Location labeling records:
----

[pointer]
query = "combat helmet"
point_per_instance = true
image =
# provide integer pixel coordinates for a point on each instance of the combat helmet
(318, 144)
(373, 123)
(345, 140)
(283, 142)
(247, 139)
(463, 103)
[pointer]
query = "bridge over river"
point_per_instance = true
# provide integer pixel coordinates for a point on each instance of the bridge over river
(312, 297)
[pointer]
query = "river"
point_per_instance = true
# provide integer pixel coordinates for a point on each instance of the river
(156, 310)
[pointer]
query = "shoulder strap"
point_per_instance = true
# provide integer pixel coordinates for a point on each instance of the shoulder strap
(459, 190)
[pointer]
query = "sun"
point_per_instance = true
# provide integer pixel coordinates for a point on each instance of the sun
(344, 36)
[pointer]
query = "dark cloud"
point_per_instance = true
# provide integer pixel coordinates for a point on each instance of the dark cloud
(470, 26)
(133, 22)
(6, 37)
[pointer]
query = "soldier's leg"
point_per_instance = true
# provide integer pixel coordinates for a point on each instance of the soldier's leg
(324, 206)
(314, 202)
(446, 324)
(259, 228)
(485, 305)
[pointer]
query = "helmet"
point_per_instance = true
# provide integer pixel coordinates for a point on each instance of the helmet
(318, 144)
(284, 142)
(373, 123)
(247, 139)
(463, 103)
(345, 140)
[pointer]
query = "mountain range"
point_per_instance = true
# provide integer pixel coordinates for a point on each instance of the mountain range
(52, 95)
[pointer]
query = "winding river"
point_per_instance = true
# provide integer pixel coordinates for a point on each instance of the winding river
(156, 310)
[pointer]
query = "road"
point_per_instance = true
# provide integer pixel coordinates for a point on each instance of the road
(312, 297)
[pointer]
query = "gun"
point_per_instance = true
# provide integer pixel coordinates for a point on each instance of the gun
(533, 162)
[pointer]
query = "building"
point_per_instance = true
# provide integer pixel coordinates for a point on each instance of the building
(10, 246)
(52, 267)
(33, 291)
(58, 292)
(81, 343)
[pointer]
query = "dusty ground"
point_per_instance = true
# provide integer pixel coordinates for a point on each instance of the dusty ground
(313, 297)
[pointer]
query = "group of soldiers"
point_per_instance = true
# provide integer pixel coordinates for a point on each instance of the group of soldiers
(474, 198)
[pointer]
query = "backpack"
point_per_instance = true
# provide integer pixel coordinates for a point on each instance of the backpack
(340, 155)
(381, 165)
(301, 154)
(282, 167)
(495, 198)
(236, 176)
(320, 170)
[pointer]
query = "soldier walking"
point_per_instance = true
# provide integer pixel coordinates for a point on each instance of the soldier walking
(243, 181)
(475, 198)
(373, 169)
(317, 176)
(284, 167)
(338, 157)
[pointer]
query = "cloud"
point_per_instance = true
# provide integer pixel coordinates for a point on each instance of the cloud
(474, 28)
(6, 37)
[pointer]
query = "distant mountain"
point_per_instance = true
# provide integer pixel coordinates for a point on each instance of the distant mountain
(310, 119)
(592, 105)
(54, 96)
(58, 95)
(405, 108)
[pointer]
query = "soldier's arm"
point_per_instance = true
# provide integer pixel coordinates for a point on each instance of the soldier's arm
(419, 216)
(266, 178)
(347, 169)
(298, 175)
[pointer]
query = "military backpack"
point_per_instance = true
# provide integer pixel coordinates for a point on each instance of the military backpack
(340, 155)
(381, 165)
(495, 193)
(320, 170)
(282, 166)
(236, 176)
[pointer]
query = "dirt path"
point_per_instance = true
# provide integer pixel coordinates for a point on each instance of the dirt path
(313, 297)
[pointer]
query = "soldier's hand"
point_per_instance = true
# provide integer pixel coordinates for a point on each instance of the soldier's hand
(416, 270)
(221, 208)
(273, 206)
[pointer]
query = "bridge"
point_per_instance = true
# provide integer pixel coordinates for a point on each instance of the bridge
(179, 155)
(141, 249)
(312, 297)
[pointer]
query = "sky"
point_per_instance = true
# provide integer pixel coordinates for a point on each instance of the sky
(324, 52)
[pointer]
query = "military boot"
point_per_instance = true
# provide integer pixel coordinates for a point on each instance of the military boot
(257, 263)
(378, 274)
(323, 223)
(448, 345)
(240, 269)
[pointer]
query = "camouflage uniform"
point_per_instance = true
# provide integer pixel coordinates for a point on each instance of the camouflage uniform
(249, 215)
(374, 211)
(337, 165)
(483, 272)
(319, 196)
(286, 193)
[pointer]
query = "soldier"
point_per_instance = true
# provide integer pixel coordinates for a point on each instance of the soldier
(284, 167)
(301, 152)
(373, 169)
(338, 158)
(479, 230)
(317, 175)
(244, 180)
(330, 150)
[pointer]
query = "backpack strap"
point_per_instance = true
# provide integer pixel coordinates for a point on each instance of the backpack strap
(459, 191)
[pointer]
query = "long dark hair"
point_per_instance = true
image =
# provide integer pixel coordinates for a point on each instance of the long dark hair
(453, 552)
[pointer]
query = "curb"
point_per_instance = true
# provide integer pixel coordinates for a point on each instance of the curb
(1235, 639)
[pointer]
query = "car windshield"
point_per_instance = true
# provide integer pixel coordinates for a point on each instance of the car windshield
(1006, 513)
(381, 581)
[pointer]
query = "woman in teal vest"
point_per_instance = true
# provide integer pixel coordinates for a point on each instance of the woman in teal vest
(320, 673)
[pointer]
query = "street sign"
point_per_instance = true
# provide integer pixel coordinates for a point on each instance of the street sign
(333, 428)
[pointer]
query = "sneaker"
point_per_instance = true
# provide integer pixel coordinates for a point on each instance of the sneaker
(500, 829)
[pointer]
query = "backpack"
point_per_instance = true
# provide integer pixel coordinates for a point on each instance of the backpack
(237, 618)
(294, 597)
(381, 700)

----

TASK INSTRUCTIONS: Identify every line in the material above that contains the word "hand", and copy each of those lines in full.

WORKED ANSWER:
query = "soldier's hand"
# provide integer pixel coordinates for a point on each instance of the soldier's hand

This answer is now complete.